─── Extracted entries

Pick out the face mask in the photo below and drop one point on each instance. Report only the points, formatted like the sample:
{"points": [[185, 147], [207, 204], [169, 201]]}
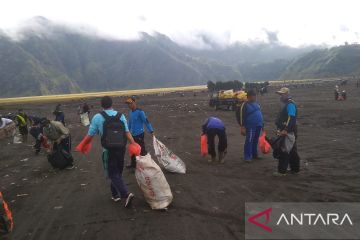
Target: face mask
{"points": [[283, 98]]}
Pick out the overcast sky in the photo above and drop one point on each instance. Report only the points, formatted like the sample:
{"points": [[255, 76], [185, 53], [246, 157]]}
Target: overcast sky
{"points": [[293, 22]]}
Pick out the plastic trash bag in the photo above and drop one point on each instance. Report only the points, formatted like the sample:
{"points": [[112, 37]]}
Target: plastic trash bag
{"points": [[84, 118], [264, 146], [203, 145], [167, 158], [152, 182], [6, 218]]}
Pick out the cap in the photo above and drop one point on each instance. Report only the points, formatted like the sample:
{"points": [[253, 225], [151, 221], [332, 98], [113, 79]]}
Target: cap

──────

(What is expected): Take the records from the line containing "Pick out the plastic" through the end of the records, both ends included, and switch every "Target" to "Object". Write out only those lines, with everything else left unchanged.

(Solution to this task):
Pick out the plastic trash bag in the photo above and drop one point on each instance. Report only the points, formatted like the sample:
{"points": [[112, 37]]}
Object: plastic trash bag
{"points": [[84, 118], [264, 146], [203, 145], [167, 158], [152, 182], [6, 218]]}
Pick out the cap in the photo above and drop one point on each instance. Report only the points, formatted like the sample:
{"points": [[253, 225], [151, 221], [332, 98], [113, 79]]}
Object: cap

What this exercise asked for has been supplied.